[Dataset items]

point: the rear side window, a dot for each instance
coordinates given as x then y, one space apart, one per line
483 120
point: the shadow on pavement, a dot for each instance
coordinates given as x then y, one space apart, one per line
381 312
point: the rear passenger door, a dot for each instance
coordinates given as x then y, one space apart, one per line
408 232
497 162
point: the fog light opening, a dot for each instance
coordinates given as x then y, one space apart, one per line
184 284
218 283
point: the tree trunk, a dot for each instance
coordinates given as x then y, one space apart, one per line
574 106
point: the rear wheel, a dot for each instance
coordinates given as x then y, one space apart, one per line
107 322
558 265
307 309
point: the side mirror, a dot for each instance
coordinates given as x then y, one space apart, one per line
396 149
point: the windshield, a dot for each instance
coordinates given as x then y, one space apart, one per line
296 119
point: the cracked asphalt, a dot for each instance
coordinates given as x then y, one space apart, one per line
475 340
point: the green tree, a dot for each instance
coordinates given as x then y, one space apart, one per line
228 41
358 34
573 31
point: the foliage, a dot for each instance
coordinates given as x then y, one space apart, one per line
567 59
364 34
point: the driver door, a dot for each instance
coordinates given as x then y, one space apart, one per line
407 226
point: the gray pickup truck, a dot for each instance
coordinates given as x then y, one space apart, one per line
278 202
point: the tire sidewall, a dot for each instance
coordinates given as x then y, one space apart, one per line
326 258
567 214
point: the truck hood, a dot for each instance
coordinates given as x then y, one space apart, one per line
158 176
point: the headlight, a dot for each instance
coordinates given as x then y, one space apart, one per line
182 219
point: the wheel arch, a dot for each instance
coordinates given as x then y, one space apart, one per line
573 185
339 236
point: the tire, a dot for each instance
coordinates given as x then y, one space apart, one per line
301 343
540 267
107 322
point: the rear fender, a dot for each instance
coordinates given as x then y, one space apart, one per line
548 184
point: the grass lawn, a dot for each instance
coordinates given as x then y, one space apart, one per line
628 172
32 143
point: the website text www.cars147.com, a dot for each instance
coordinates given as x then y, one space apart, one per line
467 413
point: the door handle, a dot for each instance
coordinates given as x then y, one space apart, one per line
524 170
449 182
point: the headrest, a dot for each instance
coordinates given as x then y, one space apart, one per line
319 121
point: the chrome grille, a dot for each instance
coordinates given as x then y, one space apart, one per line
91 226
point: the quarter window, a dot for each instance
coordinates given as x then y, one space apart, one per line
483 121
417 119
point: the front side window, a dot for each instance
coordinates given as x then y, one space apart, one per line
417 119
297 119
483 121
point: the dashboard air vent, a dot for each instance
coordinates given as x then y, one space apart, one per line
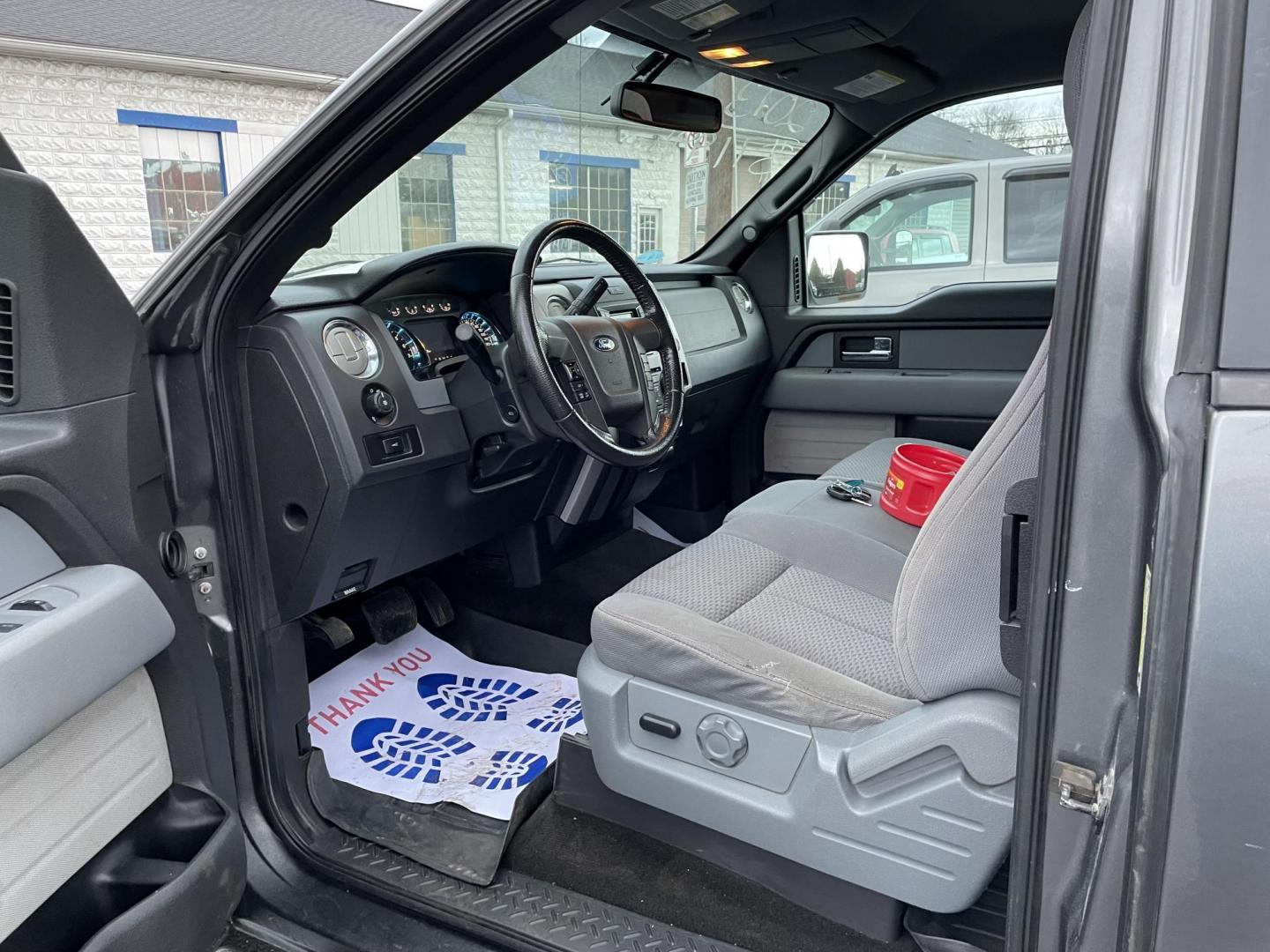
8 344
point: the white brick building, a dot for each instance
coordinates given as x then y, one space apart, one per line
141 124
92 89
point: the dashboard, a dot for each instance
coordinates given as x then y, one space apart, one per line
387 437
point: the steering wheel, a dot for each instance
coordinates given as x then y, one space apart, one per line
612 385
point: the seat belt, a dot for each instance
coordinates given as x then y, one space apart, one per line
1016 564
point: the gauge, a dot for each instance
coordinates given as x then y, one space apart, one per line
484 329
415 354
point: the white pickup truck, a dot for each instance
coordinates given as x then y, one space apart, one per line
958 224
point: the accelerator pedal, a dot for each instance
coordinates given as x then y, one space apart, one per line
390 614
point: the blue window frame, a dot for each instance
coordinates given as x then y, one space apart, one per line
183 167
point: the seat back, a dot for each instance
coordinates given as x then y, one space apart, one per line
945 622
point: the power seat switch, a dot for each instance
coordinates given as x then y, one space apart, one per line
661 726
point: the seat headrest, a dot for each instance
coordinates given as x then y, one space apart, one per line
1073 70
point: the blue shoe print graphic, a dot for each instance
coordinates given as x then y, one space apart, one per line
401 749
471 698
511 768
564 712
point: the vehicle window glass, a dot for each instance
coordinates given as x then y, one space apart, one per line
970 193
923 227
1034 216
546 146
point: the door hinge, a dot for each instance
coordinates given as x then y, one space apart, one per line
190 553
1082 790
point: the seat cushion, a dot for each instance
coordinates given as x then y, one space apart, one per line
785 614
871 462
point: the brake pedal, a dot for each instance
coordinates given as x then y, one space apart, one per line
432 600
390 614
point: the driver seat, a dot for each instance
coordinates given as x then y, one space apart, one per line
825 682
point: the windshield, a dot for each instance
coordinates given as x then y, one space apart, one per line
548 147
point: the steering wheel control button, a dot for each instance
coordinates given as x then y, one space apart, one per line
721 740
661 726
378 404
392 446
574 383
351 349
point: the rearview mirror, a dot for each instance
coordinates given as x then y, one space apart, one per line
837 265
666 107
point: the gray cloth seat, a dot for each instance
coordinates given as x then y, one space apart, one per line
832 614
825 682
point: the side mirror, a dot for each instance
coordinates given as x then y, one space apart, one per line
666 107
837 265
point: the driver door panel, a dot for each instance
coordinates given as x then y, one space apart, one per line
118 827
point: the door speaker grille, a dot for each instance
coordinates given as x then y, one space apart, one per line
8 344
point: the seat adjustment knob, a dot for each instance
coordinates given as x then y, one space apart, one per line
721 740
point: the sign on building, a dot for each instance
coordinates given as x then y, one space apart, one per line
696 185
696 149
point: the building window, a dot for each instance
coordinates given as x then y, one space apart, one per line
426 187
826 202
184 181
597 195
649 231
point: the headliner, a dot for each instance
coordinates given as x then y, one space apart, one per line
944 51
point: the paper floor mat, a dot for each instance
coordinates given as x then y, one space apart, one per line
421 721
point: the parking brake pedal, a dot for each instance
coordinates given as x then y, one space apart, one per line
390 614
334 631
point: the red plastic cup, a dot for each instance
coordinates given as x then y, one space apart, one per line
917 476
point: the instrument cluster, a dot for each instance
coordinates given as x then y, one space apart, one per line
423 329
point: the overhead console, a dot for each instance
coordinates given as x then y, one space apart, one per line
817 48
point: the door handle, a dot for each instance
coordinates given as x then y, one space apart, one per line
854 348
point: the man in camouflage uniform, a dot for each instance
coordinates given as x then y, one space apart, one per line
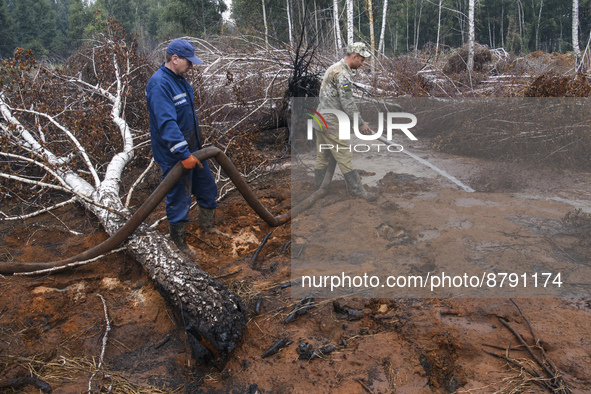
336 93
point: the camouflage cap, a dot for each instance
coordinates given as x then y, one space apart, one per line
359 48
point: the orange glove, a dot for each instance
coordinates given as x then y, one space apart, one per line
190 162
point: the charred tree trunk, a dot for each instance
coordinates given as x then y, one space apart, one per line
213 317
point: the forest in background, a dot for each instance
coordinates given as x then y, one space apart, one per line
54 29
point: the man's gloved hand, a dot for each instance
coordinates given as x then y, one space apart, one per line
365 130
190 162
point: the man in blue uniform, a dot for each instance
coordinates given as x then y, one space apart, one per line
175 133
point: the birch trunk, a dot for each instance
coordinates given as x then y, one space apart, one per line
438 28
265 23
576 49
289 23
470 64
381 46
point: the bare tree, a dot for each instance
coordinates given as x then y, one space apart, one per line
383 31
470 64
576 49
75 131
289 22
350 37
337 27
372 37
265 23
438 27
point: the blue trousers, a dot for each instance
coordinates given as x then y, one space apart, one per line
199 182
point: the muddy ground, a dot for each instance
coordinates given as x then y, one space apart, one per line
53 325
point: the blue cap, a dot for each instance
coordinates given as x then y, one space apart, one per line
183 48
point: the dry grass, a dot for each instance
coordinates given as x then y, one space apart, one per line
61 370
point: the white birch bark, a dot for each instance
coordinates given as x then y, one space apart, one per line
372 37
381 46
470 64
575 34
216 316
538 26
265 24
289 23
438 28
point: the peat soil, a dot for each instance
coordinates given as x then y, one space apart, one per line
52 326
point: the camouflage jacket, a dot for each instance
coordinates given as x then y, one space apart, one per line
336 92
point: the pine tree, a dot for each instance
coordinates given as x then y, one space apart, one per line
36 27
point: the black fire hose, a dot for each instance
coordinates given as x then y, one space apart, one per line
158 195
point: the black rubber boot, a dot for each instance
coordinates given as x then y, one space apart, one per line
356 188
178 236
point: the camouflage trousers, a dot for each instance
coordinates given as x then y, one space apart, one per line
328 144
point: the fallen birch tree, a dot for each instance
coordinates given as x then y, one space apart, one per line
75 133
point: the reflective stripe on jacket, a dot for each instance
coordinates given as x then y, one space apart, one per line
174 127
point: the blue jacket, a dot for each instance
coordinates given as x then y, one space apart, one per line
174 127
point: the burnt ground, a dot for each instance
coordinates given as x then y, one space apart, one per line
52 326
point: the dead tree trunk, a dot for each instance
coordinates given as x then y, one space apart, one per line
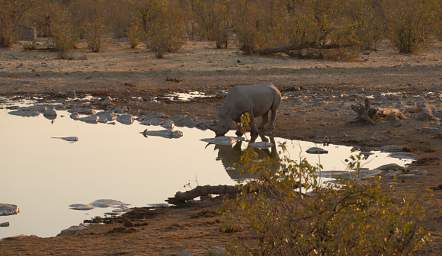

* [Activity]: In these records, tally the lines that contain the string "camouflage", and give only the result.

* [Solution to this task]: 4